▸ TASK DETAILS: Rewrite the data below from the line containing "Locate the white trim" through the end of the data, adding 133 to every coordinate in the answers and copying all other lines unchanged.

▸ DATASET:
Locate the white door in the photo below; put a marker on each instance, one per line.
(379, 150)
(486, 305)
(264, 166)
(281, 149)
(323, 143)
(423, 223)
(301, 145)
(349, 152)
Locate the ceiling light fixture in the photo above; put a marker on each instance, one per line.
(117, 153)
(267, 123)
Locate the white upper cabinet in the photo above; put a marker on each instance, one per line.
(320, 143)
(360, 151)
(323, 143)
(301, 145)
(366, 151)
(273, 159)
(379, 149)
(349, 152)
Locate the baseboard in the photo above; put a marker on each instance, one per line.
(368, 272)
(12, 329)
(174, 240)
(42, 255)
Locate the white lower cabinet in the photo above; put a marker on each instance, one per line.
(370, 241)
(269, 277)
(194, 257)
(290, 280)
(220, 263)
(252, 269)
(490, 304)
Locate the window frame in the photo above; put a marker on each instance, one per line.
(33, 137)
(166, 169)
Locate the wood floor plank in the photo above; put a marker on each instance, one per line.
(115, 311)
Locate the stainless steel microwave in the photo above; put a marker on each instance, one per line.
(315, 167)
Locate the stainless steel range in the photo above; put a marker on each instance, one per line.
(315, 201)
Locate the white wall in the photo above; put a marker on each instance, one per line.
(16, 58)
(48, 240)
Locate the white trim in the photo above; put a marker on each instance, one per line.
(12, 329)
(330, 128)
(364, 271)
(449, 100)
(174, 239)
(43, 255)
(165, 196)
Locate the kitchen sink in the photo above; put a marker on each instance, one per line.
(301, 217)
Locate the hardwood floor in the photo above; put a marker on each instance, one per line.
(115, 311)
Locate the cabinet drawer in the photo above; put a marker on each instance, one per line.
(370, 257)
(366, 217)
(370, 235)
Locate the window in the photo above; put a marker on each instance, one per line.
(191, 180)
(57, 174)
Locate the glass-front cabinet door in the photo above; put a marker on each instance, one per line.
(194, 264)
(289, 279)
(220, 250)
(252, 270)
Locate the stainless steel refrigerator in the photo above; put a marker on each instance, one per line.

▸ THE SOLUTION:
Locate the white trim in the photo above; put a marker on each instance, one per line.
(145, 462)
(463, 261)
(497, 404)
(582, 233)
(307, 372)
(176, 388)
(298, 329)
Locate the kitchen sink in the photo above; put a marker on each instance, one per line.
(434, 350)
Locate the hardwood floor in the photo above; put a marker on each instance, one per line.
(248, 444)
Locate the cabinet drawer in the photo above; put a marker on each instance, one per line.
(503, 390)
(499, 350)
(503, 368)
Locate the window in the photo above; put a marker on each instance, one per line.
(324, 313)
(190, 307)
Locate the glass-front cabinet door in the photo above; put a marker on each instance, one per line.
(327, 397)
(422, 412)
(353, 383)
(385, 403)
Locate the stainless steel refrigerator in the photo above; put a marker on each instance, one per line.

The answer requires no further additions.